• [RECORDED INFORMATION]
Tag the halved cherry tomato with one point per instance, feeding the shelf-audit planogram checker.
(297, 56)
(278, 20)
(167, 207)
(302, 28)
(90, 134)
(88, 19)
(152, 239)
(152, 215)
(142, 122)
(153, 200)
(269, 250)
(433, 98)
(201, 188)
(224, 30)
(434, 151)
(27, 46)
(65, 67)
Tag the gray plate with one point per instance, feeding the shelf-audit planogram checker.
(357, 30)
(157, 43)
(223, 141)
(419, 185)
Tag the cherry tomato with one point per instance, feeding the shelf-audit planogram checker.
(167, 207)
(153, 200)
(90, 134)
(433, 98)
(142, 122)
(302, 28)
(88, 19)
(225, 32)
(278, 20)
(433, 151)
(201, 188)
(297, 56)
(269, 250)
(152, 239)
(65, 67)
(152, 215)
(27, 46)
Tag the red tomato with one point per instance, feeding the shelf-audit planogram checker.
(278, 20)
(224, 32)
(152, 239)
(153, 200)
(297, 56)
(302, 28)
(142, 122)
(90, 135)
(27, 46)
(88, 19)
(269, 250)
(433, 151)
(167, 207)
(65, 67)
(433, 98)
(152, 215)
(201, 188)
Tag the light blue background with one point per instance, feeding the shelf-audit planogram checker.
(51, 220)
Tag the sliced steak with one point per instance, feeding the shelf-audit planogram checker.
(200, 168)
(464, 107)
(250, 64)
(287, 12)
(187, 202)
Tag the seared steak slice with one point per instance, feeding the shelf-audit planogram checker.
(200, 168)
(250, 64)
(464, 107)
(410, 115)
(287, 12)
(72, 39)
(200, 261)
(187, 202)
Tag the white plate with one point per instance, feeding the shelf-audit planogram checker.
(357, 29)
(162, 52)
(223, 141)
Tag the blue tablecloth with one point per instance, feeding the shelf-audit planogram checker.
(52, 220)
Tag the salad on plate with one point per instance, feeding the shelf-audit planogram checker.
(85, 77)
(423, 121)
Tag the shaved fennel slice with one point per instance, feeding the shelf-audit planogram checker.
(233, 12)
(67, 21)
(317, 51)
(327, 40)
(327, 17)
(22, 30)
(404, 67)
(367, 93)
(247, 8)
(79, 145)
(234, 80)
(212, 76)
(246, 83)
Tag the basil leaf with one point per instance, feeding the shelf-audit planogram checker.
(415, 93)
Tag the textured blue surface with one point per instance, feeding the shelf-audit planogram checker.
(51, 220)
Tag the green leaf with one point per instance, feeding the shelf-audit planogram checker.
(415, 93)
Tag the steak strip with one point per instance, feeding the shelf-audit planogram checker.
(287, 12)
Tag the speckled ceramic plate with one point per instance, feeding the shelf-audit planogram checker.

• [WORK TO BE COMPLETED]
Extract every record and return it verbatim.

• [FULL RESPONSE]
Tag the halved cherry tomato with one point per instance, feeding the shelf-audit planogram checker.
(297, 56)
(278, 20)
(167, 207)
(302, 28)
(90, 134)
(88, 19)
(152, 239)
(152, 215)
(142, 122)
(153, 200)
(269, 250)
(433, 98)
(201, 188)
(224, 30)
(434, 151)
(27, 46)
(65, 67)
Tag the gray plate with one point per instance, feeding the shelf-audit planogram checker.
(357, 30)
(157, 43)
(223, 141)
(419, 185)
Tag the cherry tomato with one point per instance, feeding the shelf-audit planogram checker.
(167, 207)
(153, 200)
(90, 134)
(433, 98)
(142, 122)
(302, 28)
(88, 19)
(225, 32)
(278, 20)
(433, 151)
(201, 188)
(297, 56)
(269, 250)
(152, 239)
(65, 67)
(152, 215)
(27, 46)
Tag the red tomato with one point per instance, feeding the shelf-audit planogram checker.
(278, 20)
(224, 32)
(152, 239)
(153, 200)
(297, 56)
(302, 28)
(142, 122)
(90, 135)
(27, 46)
(88, 19)
(269, 250)
(433, 151)
(167, 207)
(65, 67)
(433, 98)
(152, 215)
(201, 188)
Tag the light blue background with one point per instance, feeding the shelf-audit planogram checker.
(51, 220)
Tag the sliced steak with one point per instance, feeding the shelf-audit planogram checker.
(200, 168)
(464, 107)
(250, 64)
(287, 12)
(187, 202)
Tag the seared steak slice with one point per instance, feeding the shelf-audit planogram checker.
(200, 168)
(250, 64)
(464, 107)
(410, 115)
(287, 12)
(72, 39)
(200, 261)
(187, 202)
Tag the white plate with one point per instance, feeding the shelf-audit planogram checker.
(357, 29)
(162, 52)
(223, 141)
Tag the blue tablecloth with one point per instance, feeding the shelf-audit planogram checker.
(52, 220)
Tag the salad on plate with one point per instance, feeding the shelf-audit planogram checker.
(85, 77)
(423, 121)
Tag the shaved fennel slice with one point per instance, feeding the shelf-audit planogram checker.
(233, 12)
(67, 21)
(317, 51)
(327, 40)
(327, 17)
(22, 30)
(404, 67)
(367, 93)
(247, 8)
(79, 145)
(234, 80)
(212, 76)
(246, 83)
Tag the basil leaf with one point per instance, feeding the shelf-audit planogram checker.
(415, 93)
Tag the textured blue surface with one point per instance, feeding the shelf-audit planogram checker.
(51, 220)
Tag the green leaf with one point per instance, feeding the shelf-audit planogram checker.
(415, 93)
Tag the steak strip with one point per instance, feeding the shelf-audit planogram checker.
(287, 12)
Tag the speckled ceramic plate with one point per instance, feeding the shelf-audit planogram checker.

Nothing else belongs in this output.